Speaking on water related issues, Central America is a bizarre region. It can experience fatal floods, like those on 2011 when 105 people died across the isthmus, thousands had to be resettled and millions of dollars worth of crops and infrastructure were lost; as we can also have a suffocating and dry heat. As we do now.
The year 2014 has been a tough one for the region. The effect of El Niño, magnified by climate change in one of the world’s most vulnerable zones, gave us a sneak peek on what the future holds for us if we don’t (if the world doesn’t) deviate from current emission levels: less rain, less life, less crops to harvest and a poorer economy.
“In the less pessimist scenario (B2), precipitation would diminish by 3% in Panama, 7% in Guatemala, between 10 and 13% in Costa Rica, Belice, El Salvador, and Honduras, and 17% in Nicaragua, with a regional average of 11%”, says the United Nations Economic Commission for Latin America in their report “La economía del cambio climático en Centroamérica” (The economics of climate change in Central America), published on 2012.
This would endanger corn, rice and beans plantations, source of both income and nutrition to many rural families.
We already know climate change will and is affecting us. That’s a fact you can’t argue with. It’s a matter of learning how to live with it, to adapt to its consequences. The solution won’t come by declaring state of emergency in one or two departments, or creating an extra budget for a farming program, but in a wider concept about how each country envisions its development.

__Listed records__.

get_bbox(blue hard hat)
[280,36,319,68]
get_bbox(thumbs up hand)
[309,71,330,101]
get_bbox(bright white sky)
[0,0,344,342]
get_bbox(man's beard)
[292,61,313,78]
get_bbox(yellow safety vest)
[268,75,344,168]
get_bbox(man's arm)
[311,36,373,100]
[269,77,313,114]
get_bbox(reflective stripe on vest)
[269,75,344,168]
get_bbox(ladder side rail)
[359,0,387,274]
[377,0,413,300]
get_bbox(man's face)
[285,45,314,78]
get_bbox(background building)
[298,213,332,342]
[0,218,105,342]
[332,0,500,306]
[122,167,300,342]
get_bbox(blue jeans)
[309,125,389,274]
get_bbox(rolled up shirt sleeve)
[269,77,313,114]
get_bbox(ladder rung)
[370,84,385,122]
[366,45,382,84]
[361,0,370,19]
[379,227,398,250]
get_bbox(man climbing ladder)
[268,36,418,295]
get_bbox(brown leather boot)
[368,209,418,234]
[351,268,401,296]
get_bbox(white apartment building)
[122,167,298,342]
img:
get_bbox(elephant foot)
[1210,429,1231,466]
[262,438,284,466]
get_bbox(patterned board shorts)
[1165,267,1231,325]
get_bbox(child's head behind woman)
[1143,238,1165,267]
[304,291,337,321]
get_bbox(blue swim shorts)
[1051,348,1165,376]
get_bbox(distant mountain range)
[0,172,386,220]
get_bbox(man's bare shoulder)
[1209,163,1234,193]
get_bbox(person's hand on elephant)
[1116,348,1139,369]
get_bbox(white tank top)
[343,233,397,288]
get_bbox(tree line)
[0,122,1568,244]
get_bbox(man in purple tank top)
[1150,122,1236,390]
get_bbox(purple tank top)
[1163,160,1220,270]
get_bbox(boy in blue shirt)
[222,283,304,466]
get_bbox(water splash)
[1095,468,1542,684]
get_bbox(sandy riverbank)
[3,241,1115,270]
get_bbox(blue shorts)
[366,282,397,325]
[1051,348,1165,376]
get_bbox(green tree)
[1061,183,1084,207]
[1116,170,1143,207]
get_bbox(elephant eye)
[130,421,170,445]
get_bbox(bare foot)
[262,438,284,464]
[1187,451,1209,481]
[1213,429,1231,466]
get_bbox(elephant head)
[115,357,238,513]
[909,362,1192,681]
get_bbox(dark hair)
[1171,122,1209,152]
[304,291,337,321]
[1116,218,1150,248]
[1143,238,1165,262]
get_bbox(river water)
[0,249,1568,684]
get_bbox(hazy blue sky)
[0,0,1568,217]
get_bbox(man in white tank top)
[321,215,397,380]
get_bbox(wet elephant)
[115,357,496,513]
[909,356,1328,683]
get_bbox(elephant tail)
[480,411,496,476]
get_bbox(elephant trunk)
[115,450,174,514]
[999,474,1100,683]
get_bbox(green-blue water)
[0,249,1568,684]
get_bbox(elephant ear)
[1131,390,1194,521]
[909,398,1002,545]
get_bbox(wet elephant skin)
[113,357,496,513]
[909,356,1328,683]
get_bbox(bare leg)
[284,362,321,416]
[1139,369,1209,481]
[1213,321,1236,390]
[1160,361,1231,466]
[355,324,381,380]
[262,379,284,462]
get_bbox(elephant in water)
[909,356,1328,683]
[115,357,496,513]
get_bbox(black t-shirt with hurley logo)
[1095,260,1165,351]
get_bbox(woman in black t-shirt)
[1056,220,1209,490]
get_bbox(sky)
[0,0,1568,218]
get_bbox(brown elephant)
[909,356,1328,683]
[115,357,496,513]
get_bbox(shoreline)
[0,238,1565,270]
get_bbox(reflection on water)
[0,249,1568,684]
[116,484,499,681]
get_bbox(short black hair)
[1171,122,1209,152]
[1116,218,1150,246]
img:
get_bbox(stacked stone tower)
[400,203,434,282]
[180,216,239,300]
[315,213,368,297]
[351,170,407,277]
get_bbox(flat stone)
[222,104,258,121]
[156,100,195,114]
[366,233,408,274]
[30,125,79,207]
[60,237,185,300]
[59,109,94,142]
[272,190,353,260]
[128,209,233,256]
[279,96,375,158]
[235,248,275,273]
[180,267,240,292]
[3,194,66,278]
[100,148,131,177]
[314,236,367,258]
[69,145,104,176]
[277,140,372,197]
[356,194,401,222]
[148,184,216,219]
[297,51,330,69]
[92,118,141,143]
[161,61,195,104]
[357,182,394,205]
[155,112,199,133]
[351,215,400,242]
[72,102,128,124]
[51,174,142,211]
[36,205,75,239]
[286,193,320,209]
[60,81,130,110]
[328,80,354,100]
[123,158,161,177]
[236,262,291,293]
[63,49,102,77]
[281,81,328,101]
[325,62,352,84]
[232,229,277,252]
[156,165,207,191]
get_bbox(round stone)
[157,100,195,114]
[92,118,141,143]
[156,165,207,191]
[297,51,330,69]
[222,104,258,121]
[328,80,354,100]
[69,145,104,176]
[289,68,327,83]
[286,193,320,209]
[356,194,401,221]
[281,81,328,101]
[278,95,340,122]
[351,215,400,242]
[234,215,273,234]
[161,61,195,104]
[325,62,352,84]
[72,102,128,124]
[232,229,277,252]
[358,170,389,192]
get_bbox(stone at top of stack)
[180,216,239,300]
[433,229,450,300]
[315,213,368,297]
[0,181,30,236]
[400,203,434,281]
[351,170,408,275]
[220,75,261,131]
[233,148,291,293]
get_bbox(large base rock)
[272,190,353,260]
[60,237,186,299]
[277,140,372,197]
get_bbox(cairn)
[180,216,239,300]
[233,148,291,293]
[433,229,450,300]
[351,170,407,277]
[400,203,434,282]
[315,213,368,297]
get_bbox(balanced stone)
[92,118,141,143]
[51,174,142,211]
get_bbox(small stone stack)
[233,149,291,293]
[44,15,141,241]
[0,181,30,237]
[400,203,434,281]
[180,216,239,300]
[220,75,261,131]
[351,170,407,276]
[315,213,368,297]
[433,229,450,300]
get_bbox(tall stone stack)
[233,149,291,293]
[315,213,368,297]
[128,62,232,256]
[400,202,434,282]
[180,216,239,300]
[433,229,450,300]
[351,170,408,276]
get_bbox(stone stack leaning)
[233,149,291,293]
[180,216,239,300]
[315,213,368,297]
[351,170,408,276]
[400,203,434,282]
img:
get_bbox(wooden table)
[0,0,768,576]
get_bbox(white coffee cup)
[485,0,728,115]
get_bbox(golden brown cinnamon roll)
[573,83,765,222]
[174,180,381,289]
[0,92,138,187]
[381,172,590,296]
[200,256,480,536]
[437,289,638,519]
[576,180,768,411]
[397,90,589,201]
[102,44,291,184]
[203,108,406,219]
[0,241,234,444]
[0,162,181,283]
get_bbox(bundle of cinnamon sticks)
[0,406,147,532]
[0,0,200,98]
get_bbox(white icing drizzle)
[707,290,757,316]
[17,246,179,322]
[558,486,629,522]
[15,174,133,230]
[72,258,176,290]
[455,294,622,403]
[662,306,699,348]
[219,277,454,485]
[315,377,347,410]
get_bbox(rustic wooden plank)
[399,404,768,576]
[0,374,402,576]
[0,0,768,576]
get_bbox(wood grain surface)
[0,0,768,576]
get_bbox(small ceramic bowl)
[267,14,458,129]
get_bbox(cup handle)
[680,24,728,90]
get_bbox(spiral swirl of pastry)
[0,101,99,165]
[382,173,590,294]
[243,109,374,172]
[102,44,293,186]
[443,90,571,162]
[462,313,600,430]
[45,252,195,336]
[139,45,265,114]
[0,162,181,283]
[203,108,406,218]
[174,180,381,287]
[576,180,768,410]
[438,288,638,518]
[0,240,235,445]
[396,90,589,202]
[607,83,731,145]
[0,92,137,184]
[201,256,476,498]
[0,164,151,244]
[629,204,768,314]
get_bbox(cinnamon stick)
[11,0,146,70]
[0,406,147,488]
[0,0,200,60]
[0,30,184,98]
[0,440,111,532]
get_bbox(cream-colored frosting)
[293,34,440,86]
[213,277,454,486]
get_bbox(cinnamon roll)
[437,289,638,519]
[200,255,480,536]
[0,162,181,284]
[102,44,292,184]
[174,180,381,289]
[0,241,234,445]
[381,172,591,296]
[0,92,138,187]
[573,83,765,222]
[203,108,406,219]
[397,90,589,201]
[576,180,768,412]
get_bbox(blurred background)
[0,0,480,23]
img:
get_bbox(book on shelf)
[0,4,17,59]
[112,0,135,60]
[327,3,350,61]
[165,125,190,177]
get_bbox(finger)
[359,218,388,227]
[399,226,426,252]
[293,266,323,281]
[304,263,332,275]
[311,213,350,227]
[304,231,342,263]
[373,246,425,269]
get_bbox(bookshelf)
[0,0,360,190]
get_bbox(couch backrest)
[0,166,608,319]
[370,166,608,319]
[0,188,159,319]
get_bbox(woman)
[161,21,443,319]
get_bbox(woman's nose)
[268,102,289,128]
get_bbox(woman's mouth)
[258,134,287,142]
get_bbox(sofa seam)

__Directive A__.
In the passage on Central America's climate, how many people died across the isthmus in the 2011 floods?
__Directive B__.
Echo the passage on Central America's climate, starting at "The year 2014" and ending at "published on 2012.".
__Directive C__.
Check each statement against the passage on Central America's climate and mark it yes or no, quoting the words that decide it: (i) The cited United Nations report was published in 2012. (ii) In scenario B2, precipitation in Nicaragua would diminish by 7%. (iii) Declaring a state of emergency in one or two departments is presented as the solution.

__Task response A__.
105 people.

__Task response B__.
The year 2014 has been a tough one for the region. The effect of El Niño, magnified by climate change in one of the world’s most vulnerable zones, gave us a sneak peek on what the future holds for us if we don’t (if the world doesn’t) deviate from current emission levels: less rain, less life, less crops to harvest and a poorer economy.
“In the less pessimist scenario (B2), precipitation would diminish by 3% in Panama, 7% in Guatemala, between 10 and 13% in Costa Rica, Belice, El Salvador, and Honduras, and 17% in Nicaragua, with a regional average of 11%”, says the United Nations Economic Commission for Latin America in their report “La economía del cambio climático en Centroamérica” (The economics of climate change in Central America), published on 2012.

__Task response C__.
(i) Yes: "published on 2012"
(ii) No: "17% in Nicaragua"
(iii) No: "The solution won’t come by declaring state of emergency in one or two departments"